* _SOURCE_
◆ ◆ ◆ ◆ ◆ ◆ ◆

Kingori gave his statement at the trial of Franc Kos, Stanko Kojic, Vlastimir Golijan and Zoran Goronja, charged by the State Prosecution with genocide in Srebrenica, or, in other words, participation in the murder of over 800 men and boys in July 1995 at the Branjevo military academy.

According to the indictment, Kos was the commander of the First Platoon of the Tenth Commando Unit with the main headquarters of the Army of Republija Srpska, while Kojic, Golijan and Goronja were members of the same unit, and all together they executed prisoners, some of whose hands were tied and eyes blindfolded.

Witness Kingori said that members of UNPROFOR did not direct the population from the territory of Srebrenica to go towards Potocari, but that the civilians headed there because of the shelling.

”UNPROFOR never instructed civilians to go to Potocari. They had to leave the villages in which they lived because of the bombing and come to Srebrenica. When they realised it is not safe there either, they headed towards Potocari,” said the witness.

◆ ◆ ◆ ◆ ◆ ◆ ◆

Point-based annotation data
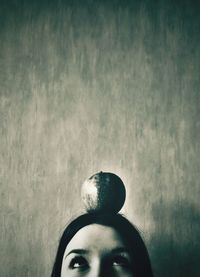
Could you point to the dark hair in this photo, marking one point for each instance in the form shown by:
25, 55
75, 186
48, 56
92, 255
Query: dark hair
141, 266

◆ ◆ ◆ ◆ ◆ ◆ ◆

* _OBJECTIVE 1_
Name every defendant that the Srebrenica trial report says was charged by the State Prosecution.
* _OBJECTIVE 2_
Reproduce the Srebrenica trial report word for word, between "Kingori gave his" and "Branjevo military academy.", inclusive.
* _OBJECTIVE 3_
Write what comes next in the Srebrenica trial report, starting after its final sentence.

* _TASK OUTPUT 1_
Franc Kos, Stanko Kojic, Vlastimir Golijan, Zoran Goronja

* _TASK OUTPUT 2_
Kingori gave his statement at the trial of Franc Kos, Stanko Kojic, Vlastimir Golijan and Zoran Goronja, charged by the State Prosecution with genocide in Srebrenica, or, in other words, participation in the murder of over 800 men and boys in July 1995 at the Branjevo military academy.

* _TASK OUTPUT 3_
Kingori said that Srebrenica was shelled before July 11, 1995, and that during those several days in that territory there have been between 20 and 30 wounded persons, and five dead.

”In that period we could not reach some of the areas in the enclave because of the shelling. That is why in those areas we could not check whether there were dead or wounded,” said the witness.

Asked by Slobodan Peric, lawyer of the second defendant Kojic, whether upon arrival to Srebrenica he learned anything about the suffering of the Serb population [note: this is a common tactic of vicious Serbian propaganda], the witness said that he did not receive any reports on the suffering of Serbs in that area.

The next trial is scheduled for November 4 this year, when the examination of two witnesses for the defence of first defendant Kos is planned.

FRANC KOS: VUJADIN POPOVIC ORDERED THE MASSACRE

BIRN — At the trial for genocide in Srebrenica, indictee Franc Kos says that an officer, whose name, as he found out later on, was Vujadin Popovic, said that the prisoners, who were brought to Branjevo military farm, should be shot, because they were war criminals.

Testifying in his defence before the Court of Bosnia and Herzegovina, Kos said that he had never hidden the fact that he participated in the shooting of Bosniaks on Branjevo military farm in July 1995. However, he said that he did not participate in the extermination of the Bosniak population, but he just acted on orders.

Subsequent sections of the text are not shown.